The course's renowned architect, Pete Dye, called the area “the best-suited and the most naturally-beautiful land that I have ever had the opportunity to design upon.” With its majestic terrain, The Sky Course features holes that meander across rolling hills, along dramatic ridgelines and the floor of a hidden valley. The Shadow Course follows Dry Creek Canyon and affords breathtaking views of White Face Mountain.

Leaving Lost Canyons behind, we head north to Mojave along roads flanked by distinctive Joshua trees. When we reach the desolate outpost of Randsburg, low on gas, it’s like entering a Wild West movie set, with tumbleweed blowing down the main street. It’s late afternoon and the sun still beats down like a hammer on Highway 178. Heatwaves peel off the sweeping line of ashphalt that stretches forever towards distant snowcapped mountains and Death Valley shimmers far below in a haze.

Death Valley is one of one of the hottest and lowest-level places on earth. As we near it, the names on our crumpled road map take on an ominous tone: Furnace Creek, Desolation Canyon, Starvation Point, Hell’s Gate and Stovepipe Wells. Death Valley National Park’s headquarters are situated within the welcoming oasis of Furnace Creek where a plantation of 1,800 date palms was planted in the 1920s, creating a scene that wouldn't look out of place in the African Sahara. From Furnace Creek's verdant 18-hole golf course, a network of well-maintained roads lead to the socalled Devils Golf Course, in reality a vast and surreal expanse of gnarled and jagged crystalline spires – not somewhere we or any other golfer with sense would think of teeing off.


THE ROAD TO LAS VEGAS
It's twilight along Highway 160 when the infamous Las Vegas Strip looms into
view, four miles of pulsating neon signs and a surreal skyline made up of the Eiffel Tower, an Egyptian pyramid, a Sphinx, the Statue of Liberty and an exploding volcano. Love it, loathe it, or both, Vegas is cheesy, artificial and completely over the top. It’s changed direction and reinvented itself more times than David Bowie crossed with a chameleon, and each time it emerges with a better and classier product, becoming one of the world’s luxury resort destinations.

Over the past ten years, the number of immaculately-conditioned golf courses within a two hour drive of the city has increased to more than 60 and many of these, such as Reflection Bay and the forthcoming Rainbow Canyon, are topflight tracks designed by some of the biggest names in golf including Nicklaus, Palmer, Dye and Fazio. The desert landscape has offered them an amazing canvas from which to create their works of art – swathes of emerald green fairways in a sea of red rock.

Admittedly, golf doesn't come cheap here and you will be hard pressed to find green fees under $100, although there are some public access courses, too, including Bear’s Best, Bali Hai Golf Club, Primm Valley, Rio Secco, Paiute Golf Resort and Badlands. Seventeen miles from the Las Vegas strip, two great golf courses await: The Falls designed by Tom Weiskopf and the Golden Bear’s Reflection Bay.

-=-=-=-=-

According to the golf travel excerpt, how many date palms were planted at Furnace Creek in the 1920s?

-=-=-=-=-

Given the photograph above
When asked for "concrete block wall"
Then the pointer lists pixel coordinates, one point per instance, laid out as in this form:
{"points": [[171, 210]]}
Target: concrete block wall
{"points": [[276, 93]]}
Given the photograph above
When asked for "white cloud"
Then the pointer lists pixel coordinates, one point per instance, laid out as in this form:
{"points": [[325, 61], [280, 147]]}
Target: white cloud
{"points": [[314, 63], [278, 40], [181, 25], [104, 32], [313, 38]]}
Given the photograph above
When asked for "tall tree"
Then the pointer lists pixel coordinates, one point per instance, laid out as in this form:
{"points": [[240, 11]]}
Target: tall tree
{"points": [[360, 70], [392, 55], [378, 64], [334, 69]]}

-=-=-=-=-

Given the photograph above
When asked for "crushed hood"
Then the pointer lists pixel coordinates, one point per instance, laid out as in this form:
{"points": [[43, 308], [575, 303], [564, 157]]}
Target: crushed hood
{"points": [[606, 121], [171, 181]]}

-=-=-=-=-

Written response: 1,800 date palms were planted there.